**Instructions to follow**
Report every line of the material below that contains the word "slope".

----------

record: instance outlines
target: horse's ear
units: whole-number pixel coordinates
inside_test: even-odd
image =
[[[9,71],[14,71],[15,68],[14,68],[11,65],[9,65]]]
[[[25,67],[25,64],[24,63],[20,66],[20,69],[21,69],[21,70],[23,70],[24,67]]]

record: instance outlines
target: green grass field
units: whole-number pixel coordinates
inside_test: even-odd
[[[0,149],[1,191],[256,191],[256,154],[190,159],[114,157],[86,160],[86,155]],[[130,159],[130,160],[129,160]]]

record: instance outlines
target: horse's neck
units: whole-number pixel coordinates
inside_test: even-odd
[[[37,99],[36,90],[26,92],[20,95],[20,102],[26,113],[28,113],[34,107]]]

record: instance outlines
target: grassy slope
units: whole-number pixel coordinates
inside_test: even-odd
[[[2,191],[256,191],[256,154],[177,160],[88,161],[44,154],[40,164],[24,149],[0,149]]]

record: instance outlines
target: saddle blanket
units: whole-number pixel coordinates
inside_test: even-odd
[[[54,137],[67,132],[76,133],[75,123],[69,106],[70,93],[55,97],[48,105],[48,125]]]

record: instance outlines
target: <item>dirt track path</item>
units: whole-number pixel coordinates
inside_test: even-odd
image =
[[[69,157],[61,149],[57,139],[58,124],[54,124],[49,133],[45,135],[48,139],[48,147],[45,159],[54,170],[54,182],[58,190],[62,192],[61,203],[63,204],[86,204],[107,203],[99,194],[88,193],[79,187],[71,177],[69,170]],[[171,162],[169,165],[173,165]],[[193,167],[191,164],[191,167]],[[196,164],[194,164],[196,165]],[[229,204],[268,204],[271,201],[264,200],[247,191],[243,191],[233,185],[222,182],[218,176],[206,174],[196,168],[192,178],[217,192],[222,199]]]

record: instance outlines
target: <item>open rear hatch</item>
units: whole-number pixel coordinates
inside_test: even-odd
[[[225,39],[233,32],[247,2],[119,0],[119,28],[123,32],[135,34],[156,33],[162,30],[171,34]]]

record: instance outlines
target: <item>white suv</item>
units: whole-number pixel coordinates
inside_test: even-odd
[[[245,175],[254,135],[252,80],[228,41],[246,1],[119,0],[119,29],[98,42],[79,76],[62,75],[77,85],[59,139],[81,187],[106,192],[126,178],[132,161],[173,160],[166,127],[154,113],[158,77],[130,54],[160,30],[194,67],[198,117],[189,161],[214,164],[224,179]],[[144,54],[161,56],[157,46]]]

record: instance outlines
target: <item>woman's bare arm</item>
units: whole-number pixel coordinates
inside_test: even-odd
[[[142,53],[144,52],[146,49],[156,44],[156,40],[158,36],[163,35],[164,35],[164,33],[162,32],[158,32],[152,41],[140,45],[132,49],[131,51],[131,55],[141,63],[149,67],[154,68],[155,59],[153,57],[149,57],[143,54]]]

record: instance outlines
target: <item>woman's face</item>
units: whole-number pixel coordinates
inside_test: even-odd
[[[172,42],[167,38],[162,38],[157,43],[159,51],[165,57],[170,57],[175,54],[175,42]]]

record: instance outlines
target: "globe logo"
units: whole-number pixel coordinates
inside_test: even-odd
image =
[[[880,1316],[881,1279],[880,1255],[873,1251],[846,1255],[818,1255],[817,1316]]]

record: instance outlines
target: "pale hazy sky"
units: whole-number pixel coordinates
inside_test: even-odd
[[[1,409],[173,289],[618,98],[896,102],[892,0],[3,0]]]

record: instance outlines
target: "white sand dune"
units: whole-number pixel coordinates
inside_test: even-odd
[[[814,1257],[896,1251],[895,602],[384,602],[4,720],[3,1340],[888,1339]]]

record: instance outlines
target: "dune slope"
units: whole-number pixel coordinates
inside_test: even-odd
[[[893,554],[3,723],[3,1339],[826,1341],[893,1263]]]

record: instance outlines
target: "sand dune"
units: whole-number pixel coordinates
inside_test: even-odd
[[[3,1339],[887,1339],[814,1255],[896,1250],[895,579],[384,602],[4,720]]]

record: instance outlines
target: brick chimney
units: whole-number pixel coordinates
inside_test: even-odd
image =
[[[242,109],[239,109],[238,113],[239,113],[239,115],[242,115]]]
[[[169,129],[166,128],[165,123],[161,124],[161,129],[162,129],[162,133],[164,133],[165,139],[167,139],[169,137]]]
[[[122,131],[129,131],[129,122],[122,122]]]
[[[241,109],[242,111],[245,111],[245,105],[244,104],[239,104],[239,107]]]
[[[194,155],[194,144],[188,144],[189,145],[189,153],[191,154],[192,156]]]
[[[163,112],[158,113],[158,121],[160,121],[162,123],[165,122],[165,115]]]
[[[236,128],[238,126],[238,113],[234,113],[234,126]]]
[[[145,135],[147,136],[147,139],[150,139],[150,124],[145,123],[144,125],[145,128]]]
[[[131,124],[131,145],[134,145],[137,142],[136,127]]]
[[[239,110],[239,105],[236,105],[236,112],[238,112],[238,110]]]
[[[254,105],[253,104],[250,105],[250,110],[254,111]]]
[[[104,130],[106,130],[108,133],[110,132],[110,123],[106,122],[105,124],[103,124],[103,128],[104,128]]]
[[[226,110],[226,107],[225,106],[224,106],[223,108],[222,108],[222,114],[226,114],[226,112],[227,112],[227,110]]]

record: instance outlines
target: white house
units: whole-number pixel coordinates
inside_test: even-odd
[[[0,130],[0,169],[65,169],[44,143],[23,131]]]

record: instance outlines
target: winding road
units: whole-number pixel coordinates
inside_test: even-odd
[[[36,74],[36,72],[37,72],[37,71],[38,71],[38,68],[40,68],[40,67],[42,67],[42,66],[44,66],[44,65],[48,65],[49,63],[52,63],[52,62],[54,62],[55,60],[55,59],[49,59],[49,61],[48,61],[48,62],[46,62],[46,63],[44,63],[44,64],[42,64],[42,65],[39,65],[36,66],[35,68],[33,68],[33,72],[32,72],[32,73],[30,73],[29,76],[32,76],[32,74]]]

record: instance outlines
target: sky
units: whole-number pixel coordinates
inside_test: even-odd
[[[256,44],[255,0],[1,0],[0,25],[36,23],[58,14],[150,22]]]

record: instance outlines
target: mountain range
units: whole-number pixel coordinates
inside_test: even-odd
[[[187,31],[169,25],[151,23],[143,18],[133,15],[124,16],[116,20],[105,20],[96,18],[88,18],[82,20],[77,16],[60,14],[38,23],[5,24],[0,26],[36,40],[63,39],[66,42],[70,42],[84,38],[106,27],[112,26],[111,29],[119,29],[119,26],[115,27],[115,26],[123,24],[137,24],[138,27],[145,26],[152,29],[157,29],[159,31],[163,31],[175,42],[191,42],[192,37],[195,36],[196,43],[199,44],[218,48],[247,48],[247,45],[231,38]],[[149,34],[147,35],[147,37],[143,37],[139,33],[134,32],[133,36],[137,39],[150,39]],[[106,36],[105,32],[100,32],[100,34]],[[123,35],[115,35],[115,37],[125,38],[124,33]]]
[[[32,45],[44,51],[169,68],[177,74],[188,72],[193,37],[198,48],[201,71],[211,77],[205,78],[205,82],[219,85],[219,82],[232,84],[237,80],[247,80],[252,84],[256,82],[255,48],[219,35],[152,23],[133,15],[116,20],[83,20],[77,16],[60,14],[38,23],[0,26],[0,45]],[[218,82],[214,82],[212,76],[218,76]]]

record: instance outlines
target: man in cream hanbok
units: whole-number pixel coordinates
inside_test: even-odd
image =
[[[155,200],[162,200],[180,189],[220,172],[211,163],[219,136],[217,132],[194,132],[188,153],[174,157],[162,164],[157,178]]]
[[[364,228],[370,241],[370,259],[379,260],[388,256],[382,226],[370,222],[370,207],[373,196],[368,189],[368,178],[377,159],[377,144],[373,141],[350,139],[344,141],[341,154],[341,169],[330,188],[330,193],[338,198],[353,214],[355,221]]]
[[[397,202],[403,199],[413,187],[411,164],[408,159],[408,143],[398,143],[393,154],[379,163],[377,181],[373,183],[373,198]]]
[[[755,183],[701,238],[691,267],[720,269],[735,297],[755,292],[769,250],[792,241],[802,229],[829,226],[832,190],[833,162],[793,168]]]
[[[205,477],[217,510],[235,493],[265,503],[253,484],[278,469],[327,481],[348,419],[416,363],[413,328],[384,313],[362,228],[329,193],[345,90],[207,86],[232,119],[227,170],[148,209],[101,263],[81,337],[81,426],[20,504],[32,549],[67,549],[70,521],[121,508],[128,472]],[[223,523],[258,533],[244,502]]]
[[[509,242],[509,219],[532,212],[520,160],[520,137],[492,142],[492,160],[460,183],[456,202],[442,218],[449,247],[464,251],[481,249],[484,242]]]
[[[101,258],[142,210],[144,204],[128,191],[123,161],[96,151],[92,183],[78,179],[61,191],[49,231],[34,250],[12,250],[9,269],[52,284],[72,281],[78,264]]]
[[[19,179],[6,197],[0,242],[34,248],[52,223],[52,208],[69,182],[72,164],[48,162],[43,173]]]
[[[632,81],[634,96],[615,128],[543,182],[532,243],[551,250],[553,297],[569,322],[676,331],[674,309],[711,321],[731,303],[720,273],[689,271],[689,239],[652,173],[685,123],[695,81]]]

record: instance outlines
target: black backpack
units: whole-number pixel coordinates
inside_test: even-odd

----------

**Response to the task**
target: grassy slope
target: "dune slope"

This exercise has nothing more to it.